● Actions to take
[1] Using the profile of Klaudia Słowińska, answer each question on its own line, marked with the same letter:
(a) How tall is Słowińska?
(b) Which club did Słowińska play for from 2018 to 2023, and how many appearances did she make for it?
(c) How many goals has Słowińska scored for the Poland national team?
[2] Please write the next part of the profile of Klaudia Słowińska, picking up after its final sentence.

● Given text
━━━
Klaudia Słowińska

Personal information
- Date of birth: 13 August 1999 (age 26)
- Height: 1.67 m (5 ft 6 in)
- Position: Midfielder

Team information
- Current team: GKS Katowice
- Number: 24

Youth career
- 0000–2014: Sztorm Gdynia

Senior career*
- Years: Team / Apps / (Gls)
- 2014–2018: Sztorm Gdańsk
- 2018–2023: AP Orlen Gdańsk / 90 / (18)
- 2023–: GKS Katowice / 43 / (8)

International career^{‡}
- Poland U17
- Poland U19
- 2024–: Poland / 9 / (1)

= Klaudia Słowińska =

Polish association football player

Klaudia Słowińska (born 13 August 1999) is a Polish professional footballer who plays as a midfielder for Ekstraliga club GKS Katowice and the Poland national team.
━━━
● Extracted records
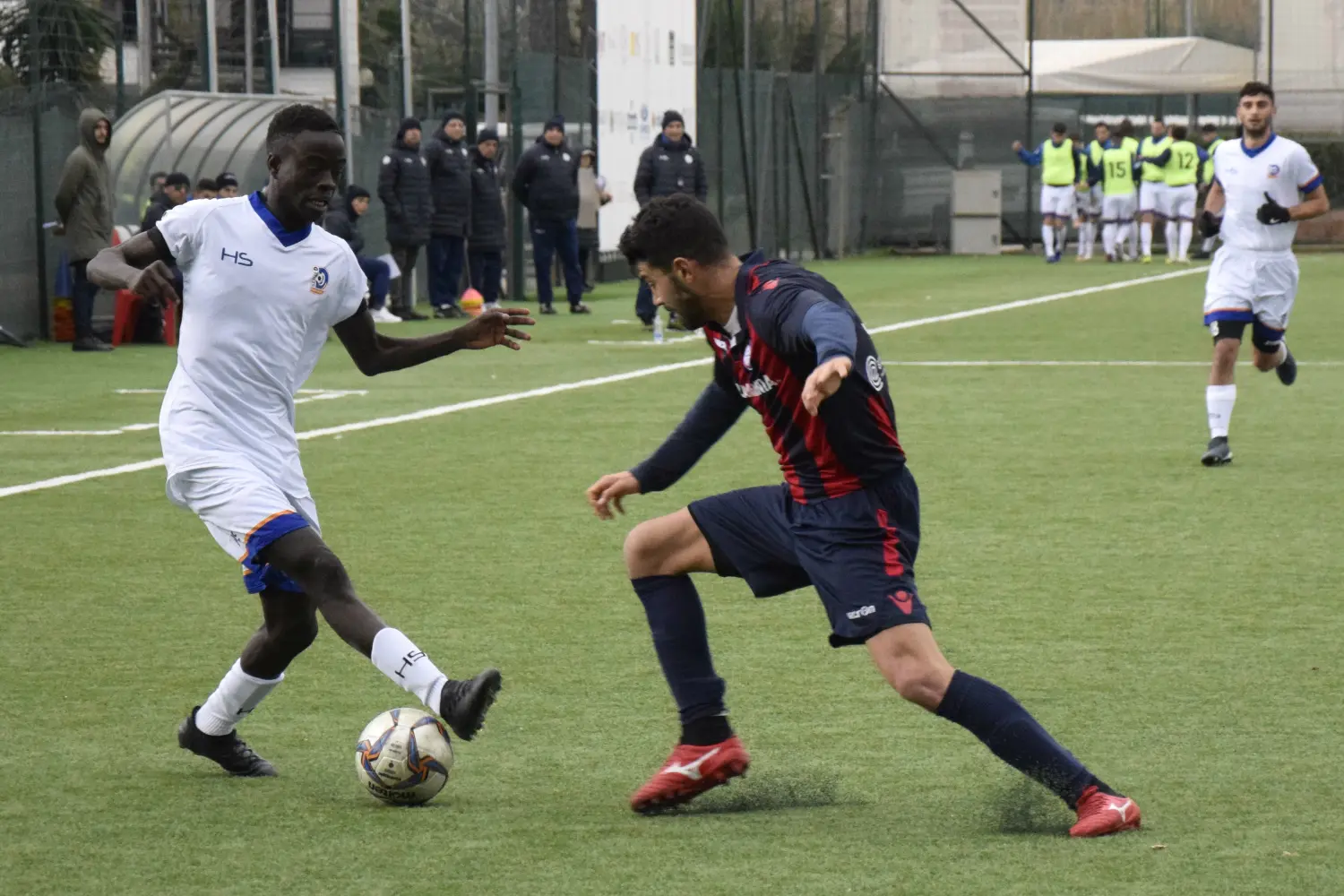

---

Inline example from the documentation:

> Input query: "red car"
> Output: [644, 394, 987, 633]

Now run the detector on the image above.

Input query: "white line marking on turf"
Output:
━━━
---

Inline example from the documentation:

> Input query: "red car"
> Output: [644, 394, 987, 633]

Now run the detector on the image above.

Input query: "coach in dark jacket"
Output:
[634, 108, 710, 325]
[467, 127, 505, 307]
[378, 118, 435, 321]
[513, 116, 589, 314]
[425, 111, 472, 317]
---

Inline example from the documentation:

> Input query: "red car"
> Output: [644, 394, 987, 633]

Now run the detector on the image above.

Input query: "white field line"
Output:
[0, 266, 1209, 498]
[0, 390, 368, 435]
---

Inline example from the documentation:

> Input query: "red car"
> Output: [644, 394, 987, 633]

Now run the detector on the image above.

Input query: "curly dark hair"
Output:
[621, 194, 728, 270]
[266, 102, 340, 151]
━━━
● Solved tasks
[1]
(a) 1.67 m (5 ft 6 in)
(b) AP Orlen Gdańsk, with 90 appearances
(c) 1 goal

[2]
==International career==
A former youth international for Poland, Słowińska made her debut for the senior team as a second half substitute in a 2–1 away win over Romania on 25 October 2024. Her first senior goal came against Bosnia and Herzegovina in a 5–1 UEFA Nations League win on 4 April 2025.

==Career statistics==
===International===

Appearances and goals by national team and year
| National team | Year | Apps | Goals |
| Poland | 2024 | 2 | 0 |
| 2025 | 7 | 1 |
| Total |  | 9 | 1 |

Scores and results list Poland's goal tally first, score column indicates score after each Słowińska goal.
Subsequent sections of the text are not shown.